- _Task instructions_
Collect each line of the records that contains the word "ceiling".

- _Listing_
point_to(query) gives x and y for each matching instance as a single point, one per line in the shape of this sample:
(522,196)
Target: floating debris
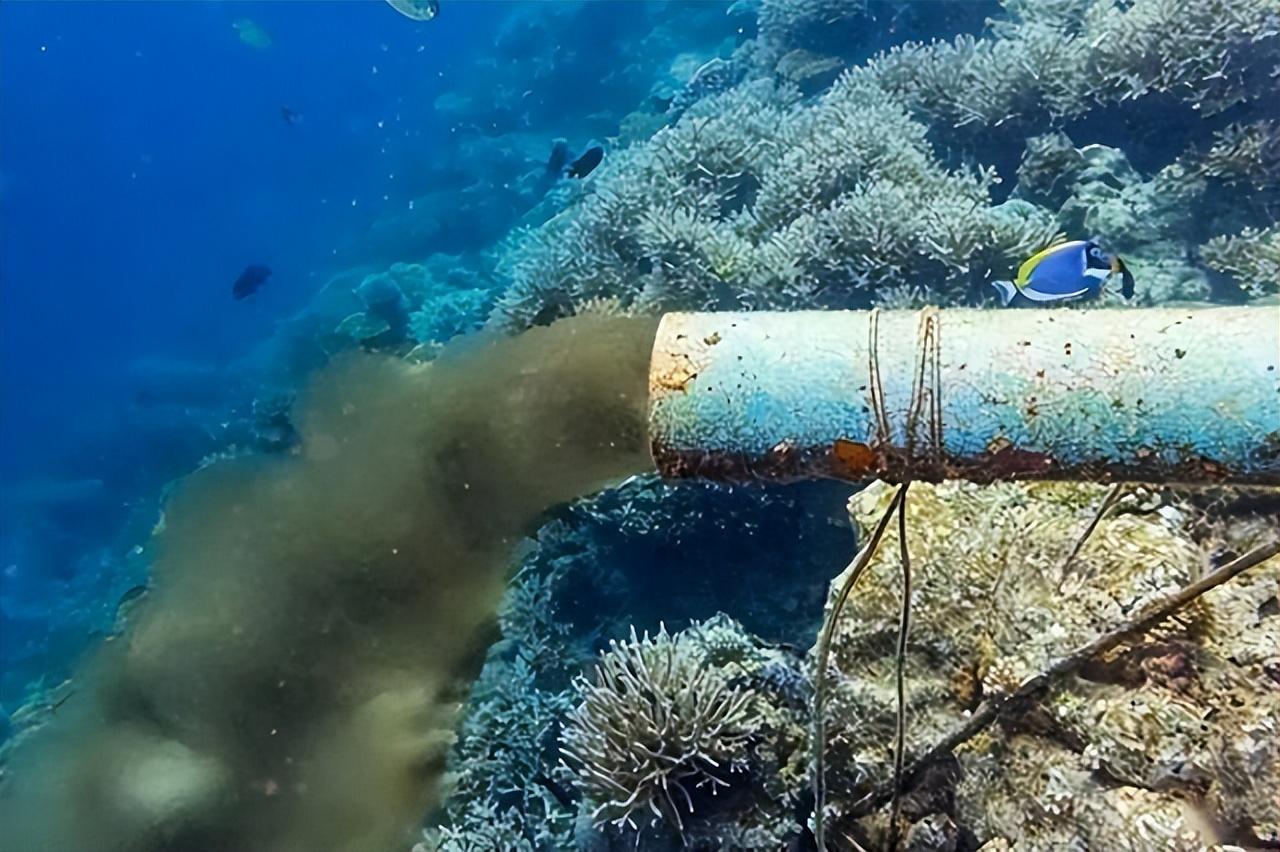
(416,9)
(251,33)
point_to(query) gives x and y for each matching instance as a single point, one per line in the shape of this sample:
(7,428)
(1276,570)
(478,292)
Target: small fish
(1063,273)
(558,157)
(416,9)
(250,282)
(585,164)
(251,33)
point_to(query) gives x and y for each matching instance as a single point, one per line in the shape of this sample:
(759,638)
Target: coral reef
(1183,714)
(758,197)
(677,740)
(656,728)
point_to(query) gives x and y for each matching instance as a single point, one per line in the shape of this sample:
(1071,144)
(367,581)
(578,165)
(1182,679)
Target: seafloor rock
(1173,732)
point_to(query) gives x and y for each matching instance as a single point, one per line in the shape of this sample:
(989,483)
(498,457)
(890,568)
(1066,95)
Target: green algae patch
(293,679)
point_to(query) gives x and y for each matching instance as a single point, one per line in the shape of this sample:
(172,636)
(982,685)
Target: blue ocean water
(146,163)
(234,553)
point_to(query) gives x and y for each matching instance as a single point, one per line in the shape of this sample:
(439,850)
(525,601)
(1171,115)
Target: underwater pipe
(1156,395)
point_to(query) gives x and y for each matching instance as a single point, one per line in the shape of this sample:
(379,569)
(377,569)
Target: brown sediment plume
(291,682)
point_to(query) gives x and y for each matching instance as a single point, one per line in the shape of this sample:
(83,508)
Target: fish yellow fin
(1029,265)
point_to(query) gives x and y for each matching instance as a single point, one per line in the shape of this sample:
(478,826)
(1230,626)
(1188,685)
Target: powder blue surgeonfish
(1064,273)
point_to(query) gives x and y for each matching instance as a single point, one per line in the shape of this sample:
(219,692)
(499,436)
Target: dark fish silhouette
(250,280)
(585,164)
(558,157)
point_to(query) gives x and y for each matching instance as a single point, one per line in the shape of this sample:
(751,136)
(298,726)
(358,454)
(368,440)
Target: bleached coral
(657,728)
(1252,257)
(1065,58)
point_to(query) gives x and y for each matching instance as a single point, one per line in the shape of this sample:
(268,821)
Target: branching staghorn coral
(1063,58)
(718,694)
(658,729)
(753,200)
(1252,257)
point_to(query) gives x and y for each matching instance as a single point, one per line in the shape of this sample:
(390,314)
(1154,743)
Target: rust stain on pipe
(1160,395)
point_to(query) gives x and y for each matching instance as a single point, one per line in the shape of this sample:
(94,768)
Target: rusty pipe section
(1157,395)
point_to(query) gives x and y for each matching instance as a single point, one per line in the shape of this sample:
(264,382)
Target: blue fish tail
(1006,291)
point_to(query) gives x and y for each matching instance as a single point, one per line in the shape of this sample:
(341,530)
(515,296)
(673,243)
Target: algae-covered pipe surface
(1166,394)
(289,683)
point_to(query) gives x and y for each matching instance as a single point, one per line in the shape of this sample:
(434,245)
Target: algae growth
(292,682)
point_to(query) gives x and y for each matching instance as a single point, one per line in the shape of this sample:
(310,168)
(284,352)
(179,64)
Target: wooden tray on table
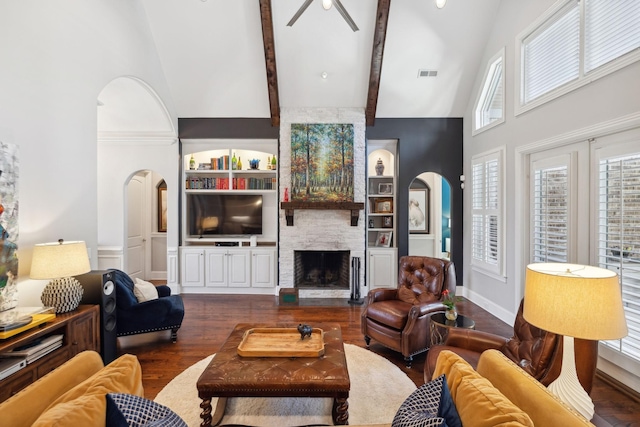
(281,342)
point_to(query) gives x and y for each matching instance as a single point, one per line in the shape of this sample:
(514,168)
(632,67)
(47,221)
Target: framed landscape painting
(322,162)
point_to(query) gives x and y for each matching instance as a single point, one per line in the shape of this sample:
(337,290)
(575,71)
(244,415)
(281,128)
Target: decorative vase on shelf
(451,314)
(379,167)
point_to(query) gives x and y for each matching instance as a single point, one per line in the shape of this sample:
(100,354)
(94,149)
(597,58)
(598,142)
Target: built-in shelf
(354,207)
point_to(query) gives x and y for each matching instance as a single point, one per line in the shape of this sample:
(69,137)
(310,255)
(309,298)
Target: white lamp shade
(574,300)
(56,260)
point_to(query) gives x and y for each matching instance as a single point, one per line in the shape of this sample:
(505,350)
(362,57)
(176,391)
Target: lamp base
(567,386)
(63,294)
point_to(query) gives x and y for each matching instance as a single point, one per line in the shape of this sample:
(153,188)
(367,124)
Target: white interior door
(136,238)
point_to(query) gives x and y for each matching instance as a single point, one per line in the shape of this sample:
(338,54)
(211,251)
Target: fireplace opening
(321,269)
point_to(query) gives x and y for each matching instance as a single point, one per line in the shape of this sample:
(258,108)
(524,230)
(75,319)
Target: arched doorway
(137,148)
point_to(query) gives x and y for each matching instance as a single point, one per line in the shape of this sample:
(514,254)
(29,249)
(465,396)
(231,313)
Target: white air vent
(427,73)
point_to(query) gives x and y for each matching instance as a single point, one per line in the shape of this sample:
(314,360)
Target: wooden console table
(290,207)
(81,332)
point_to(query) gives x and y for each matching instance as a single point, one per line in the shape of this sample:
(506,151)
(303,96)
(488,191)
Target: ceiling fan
(327,5)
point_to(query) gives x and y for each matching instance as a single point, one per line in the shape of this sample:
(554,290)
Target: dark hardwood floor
(210,318)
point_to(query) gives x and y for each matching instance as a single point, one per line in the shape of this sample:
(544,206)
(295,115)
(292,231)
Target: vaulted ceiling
(238,58)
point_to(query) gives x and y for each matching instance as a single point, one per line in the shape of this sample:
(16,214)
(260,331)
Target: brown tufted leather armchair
(535,350)
(399,318)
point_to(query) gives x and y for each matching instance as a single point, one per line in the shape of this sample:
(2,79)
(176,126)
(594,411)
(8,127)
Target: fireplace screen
(321,269)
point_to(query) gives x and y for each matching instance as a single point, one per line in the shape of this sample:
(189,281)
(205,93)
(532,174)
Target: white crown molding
(137,138)
(619,124)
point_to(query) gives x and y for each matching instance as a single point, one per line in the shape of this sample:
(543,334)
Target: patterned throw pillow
(430,405)
(127,410)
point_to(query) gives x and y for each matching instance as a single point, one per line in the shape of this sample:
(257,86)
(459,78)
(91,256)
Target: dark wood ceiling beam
(266,17)
(379,36)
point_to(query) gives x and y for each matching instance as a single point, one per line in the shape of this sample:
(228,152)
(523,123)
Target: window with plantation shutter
(489,109)
(611,30)
(550,214)
(551,54)
(618,238)
(487,223)
(574,43)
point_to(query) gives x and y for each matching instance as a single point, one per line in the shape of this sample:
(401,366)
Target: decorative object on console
(384,239)
(449,301)
(385,188)
(59,262)
(575,301)
(305,331)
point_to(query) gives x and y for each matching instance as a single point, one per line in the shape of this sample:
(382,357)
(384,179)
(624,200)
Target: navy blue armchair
(135,317)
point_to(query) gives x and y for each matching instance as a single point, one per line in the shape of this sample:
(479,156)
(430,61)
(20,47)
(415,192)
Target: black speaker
(99,289)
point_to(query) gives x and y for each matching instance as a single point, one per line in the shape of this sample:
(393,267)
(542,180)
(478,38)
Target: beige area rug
(378,388)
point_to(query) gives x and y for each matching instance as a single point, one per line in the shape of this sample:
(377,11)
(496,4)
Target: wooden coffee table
(230,375)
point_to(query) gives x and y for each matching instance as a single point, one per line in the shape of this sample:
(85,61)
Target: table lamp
(575,301)
(59,261)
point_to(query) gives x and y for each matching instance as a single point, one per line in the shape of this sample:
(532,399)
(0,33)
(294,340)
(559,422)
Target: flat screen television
(210,215)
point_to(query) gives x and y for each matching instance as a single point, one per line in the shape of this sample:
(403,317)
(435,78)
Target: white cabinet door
(382,268)
(192,267)
(263,268)
(238,268)
(215,268)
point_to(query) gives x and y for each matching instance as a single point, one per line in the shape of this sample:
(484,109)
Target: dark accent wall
(426,145)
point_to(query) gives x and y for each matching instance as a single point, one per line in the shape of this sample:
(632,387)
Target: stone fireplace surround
(321,269)
(321,230)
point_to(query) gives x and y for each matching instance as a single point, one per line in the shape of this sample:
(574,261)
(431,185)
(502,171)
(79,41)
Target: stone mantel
(354,207)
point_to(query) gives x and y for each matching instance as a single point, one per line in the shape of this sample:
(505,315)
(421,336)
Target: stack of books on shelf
(193,183)
(254,183)
(11,365)
(35,349)
(220,163)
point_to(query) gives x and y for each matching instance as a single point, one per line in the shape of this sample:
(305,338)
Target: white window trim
(500,56)
(614,145)
(498,271)
(582,80)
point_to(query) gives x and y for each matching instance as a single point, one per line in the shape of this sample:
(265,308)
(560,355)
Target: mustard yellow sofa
(500,393)
(74,393)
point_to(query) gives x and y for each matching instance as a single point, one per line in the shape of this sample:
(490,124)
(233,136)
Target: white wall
(56,58)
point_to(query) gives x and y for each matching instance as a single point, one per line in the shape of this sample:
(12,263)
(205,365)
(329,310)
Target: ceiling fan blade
(345,15)
(299,12)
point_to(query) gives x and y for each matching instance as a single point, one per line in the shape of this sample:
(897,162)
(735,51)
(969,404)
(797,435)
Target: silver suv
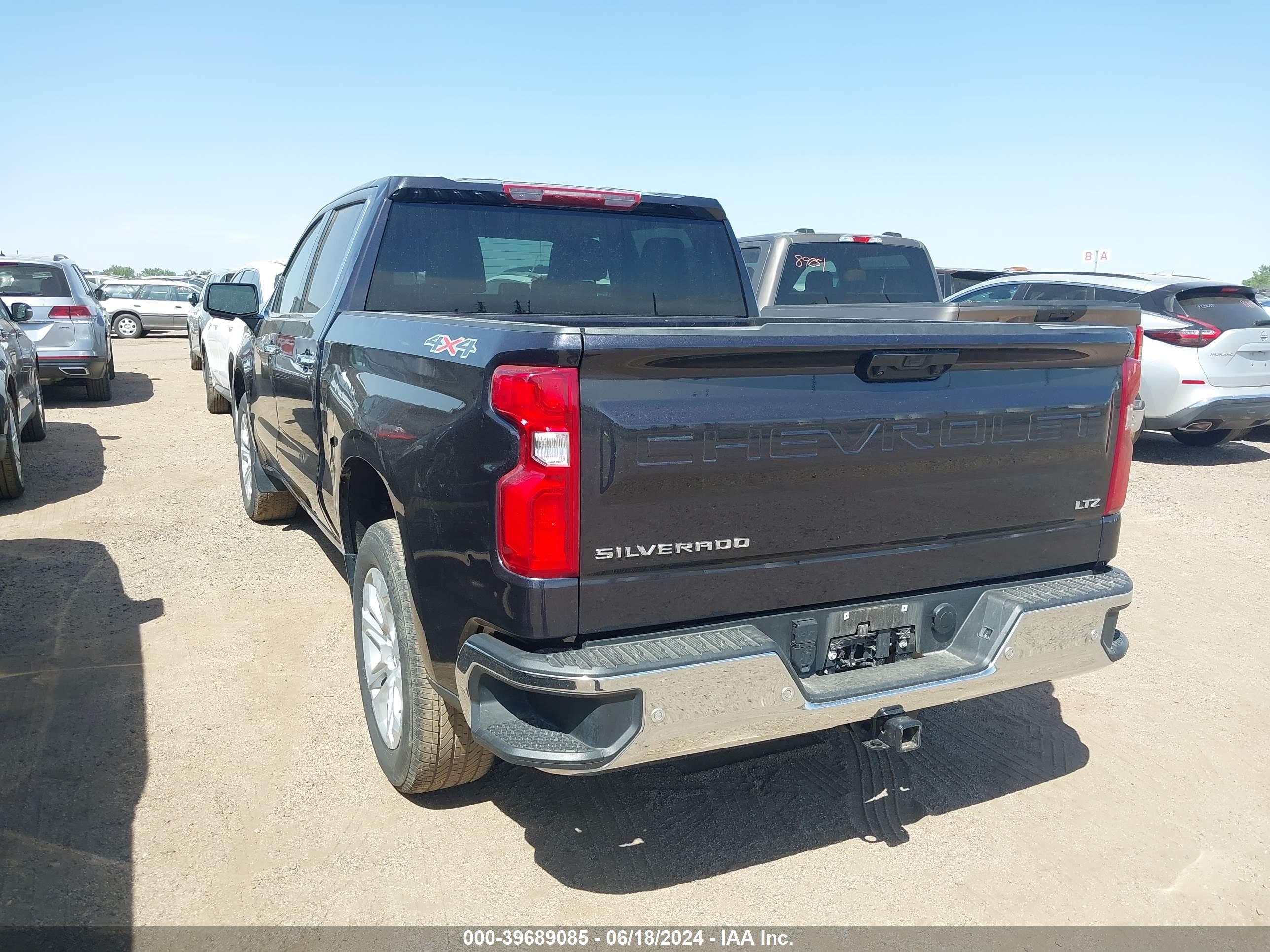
(65,322)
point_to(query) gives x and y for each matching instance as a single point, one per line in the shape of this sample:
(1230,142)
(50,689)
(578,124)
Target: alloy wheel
(382,658)
(14,444)
(246,468)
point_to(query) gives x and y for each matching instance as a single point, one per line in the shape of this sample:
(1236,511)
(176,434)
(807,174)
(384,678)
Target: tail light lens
(611,199)
(537,503)
(70,312)
(1196,334)
(1130,378)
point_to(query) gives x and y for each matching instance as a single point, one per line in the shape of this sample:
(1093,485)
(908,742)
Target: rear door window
(845,273)
(291,291)
(1058,292)
(1117,295)
(334,247)
(1226,310)
(997,292)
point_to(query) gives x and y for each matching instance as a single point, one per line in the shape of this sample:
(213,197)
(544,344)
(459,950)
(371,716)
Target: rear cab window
(453,257)
(1226,309)
(849,273)
(34,281)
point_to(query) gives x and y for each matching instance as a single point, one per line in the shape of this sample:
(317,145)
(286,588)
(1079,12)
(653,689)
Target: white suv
(1205,351)
(223,342)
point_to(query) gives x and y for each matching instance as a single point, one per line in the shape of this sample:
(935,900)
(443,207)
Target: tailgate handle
(924,365)
(1044,315)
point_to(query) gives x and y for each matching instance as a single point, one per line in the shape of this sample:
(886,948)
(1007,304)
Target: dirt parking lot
(182,737)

- _Answer below_
Target: ceiling fan
Target: vaulted ceiling
Target: dark wood ceiling beam
Target: ceiling fan blade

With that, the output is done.